## TASK
Reproduce the data verbatim, starting at the line containing "Exercise. Point out every instance of the utility" and ending after the line containing "point(275, 267)".

* Begin STORED DATA *

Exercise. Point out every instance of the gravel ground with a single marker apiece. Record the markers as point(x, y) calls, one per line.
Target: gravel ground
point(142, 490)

* End STORED DATA *
* Begin STORED DATA *

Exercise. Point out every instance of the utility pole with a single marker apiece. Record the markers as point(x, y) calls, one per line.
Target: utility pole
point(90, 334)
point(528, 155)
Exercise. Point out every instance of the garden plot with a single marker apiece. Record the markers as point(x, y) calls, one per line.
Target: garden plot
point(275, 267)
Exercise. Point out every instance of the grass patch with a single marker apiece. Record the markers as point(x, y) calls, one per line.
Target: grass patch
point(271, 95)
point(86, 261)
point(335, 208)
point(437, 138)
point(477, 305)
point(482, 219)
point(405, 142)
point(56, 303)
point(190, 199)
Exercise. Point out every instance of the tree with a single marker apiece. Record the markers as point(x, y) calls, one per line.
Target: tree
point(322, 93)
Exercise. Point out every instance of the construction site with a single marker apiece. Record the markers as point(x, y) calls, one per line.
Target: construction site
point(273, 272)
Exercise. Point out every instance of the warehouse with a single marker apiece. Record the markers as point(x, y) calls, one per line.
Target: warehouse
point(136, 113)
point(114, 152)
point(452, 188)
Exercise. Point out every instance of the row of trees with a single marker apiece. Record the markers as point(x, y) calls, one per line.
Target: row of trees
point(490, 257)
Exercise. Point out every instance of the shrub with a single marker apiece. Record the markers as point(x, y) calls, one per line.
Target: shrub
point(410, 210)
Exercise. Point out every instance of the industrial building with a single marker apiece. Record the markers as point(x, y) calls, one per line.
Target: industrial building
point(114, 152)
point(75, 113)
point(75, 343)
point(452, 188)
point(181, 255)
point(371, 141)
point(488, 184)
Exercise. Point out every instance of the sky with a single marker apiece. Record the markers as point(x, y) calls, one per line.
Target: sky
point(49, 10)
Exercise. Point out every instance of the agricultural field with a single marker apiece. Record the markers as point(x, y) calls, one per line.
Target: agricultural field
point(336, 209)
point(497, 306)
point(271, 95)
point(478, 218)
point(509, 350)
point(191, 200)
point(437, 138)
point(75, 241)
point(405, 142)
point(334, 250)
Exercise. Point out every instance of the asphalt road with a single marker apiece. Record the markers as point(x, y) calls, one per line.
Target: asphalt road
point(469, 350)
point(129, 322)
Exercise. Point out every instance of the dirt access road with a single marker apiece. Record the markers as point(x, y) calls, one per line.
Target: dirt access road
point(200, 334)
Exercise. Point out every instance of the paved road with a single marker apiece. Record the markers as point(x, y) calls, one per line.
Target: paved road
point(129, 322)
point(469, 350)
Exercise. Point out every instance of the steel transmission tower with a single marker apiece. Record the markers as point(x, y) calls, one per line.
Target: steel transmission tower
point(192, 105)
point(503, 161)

* End STORED DATA *

## SOLUTION FOR THIS PROBLEM
Exercise. Point out every instance of the utility pole with a single marker apiece. Record the markers as point(x, y) calls, one per line.
Target: utility pole
point(90, 334)
point(528, 155)
Exercise. Point out every instance of the garden plot with a single marker apiece. Record the markers as point(x, y) calls, one per line.
Target: garden plot
point(275, 267)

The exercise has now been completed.